**Exercise brief:**
Reproduce the line containing "Field-scouting task: mark every instance of the goal" in the listing below, then every later line up to the end, precisely as written.

====== Data shown ======

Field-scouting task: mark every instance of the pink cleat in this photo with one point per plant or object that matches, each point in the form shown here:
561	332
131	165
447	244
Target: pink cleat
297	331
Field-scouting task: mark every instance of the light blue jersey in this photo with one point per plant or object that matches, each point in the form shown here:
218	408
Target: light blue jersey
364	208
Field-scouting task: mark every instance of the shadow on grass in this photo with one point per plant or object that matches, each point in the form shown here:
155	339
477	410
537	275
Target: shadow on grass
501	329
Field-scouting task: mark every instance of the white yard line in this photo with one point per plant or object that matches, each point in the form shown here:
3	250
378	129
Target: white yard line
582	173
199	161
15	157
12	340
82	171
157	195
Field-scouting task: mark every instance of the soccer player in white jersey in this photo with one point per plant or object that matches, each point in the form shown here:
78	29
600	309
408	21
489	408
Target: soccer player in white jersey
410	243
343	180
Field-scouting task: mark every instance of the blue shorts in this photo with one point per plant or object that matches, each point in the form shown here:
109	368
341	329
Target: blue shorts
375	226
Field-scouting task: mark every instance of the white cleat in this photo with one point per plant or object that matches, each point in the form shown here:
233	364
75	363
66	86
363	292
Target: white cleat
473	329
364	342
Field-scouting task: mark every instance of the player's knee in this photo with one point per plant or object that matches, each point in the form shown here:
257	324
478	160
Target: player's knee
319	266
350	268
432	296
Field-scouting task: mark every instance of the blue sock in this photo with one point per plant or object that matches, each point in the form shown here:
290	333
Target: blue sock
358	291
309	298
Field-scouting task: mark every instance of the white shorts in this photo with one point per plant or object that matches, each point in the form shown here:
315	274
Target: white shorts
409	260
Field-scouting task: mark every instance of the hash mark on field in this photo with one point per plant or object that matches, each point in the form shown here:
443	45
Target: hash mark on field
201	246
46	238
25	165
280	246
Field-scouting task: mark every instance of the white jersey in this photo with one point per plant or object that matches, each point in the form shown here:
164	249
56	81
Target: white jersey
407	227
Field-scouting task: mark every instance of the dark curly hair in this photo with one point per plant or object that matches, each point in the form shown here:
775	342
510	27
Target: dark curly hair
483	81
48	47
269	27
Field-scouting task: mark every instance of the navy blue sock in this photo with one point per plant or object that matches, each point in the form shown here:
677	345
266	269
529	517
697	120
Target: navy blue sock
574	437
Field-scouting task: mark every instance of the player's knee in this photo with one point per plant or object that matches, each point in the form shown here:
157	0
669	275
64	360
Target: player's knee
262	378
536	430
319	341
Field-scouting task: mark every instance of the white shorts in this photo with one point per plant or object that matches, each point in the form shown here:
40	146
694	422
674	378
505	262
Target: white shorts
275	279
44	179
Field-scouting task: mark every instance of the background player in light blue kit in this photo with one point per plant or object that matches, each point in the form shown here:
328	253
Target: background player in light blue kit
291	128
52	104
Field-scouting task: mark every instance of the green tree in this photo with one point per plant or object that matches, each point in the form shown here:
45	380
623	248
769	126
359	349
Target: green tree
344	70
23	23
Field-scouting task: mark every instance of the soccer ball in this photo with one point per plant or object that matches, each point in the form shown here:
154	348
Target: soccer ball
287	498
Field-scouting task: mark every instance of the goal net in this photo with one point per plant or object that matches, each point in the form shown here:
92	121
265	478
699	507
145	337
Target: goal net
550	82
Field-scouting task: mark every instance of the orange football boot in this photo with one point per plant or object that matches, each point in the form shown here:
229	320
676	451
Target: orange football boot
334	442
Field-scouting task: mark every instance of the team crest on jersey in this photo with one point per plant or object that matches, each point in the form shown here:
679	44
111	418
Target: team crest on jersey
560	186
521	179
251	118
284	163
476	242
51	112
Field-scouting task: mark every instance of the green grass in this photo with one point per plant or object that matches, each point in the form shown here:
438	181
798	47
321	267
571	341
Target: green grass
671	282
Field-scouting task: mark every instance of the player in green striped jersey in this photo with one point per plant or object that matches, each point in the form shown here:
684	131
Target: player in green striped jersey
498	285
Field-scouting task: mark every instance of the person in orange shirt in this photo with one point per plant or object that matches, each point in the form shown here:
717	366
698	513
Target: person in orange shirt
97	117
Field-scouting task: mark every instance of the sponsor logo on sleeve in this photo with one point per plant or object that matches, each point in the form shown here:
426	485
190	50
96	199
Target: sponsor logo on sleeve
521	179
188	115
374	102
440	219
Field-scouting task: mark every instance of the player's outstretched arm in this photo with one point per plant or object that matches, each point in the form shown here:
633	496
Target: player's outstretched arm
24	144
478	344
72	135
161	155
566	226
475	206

======

**Exercise result:**
Field-scouting task: mark every instance of the goal net in this photo with one point per plant or object that matches, each point in the form shown here:
92	121
265	478
699	507
145	337
Target: goal net
550	82
Field-scouting task: mark every instance of the orange football boot in this photo with one point per plant or object that matches, each point in the form shown here:
229	320
676	451
Target: orange football boot
334	442
Field-scouting task: mark every instance of the team crest on jersey in this photo with one point per plant or object that matches, each point in the form shown here:
679	44
111	418
Target: team crest on jersey
560	186
521	179
251	118
284	163
476	242
51	112
Field-scouting task: mark every instance of the green grass in this photo with one point per plant or object that matches, each point in the form shown here:
438	181
798	47
321	267
571	341
Target: green grass
671	282
Field-scouting task: mark every instance of the player in green striped jersey in this photo with one point per plant or object that matches, each point in the form shown here:
684	131
Target: player in green striped jersey
498	285
Field-scouting task: mark every instance of the person in orange shirt in this photo with one point per plant or object that matches, each point in the form shown here:
717	366
698	513
Target: person in orange shirt
97	117
Field-scouting task: mark every instance of the sponsor logo on sleeve in this photo with one point per plant or object that matches, each point in the form shown here:
426	485
190	50
96	199
Target: sponsor logo on sleeve
521	179
188	115
374	102
440	219
Field-scouting task: mark every instance of the player's outstretched arm in this photo with one point per plant or object that matches, each point in the form shown here:
633	496
Target: player's outstretched arm
24	144
478	344
72	135
161	155
566	226
475	206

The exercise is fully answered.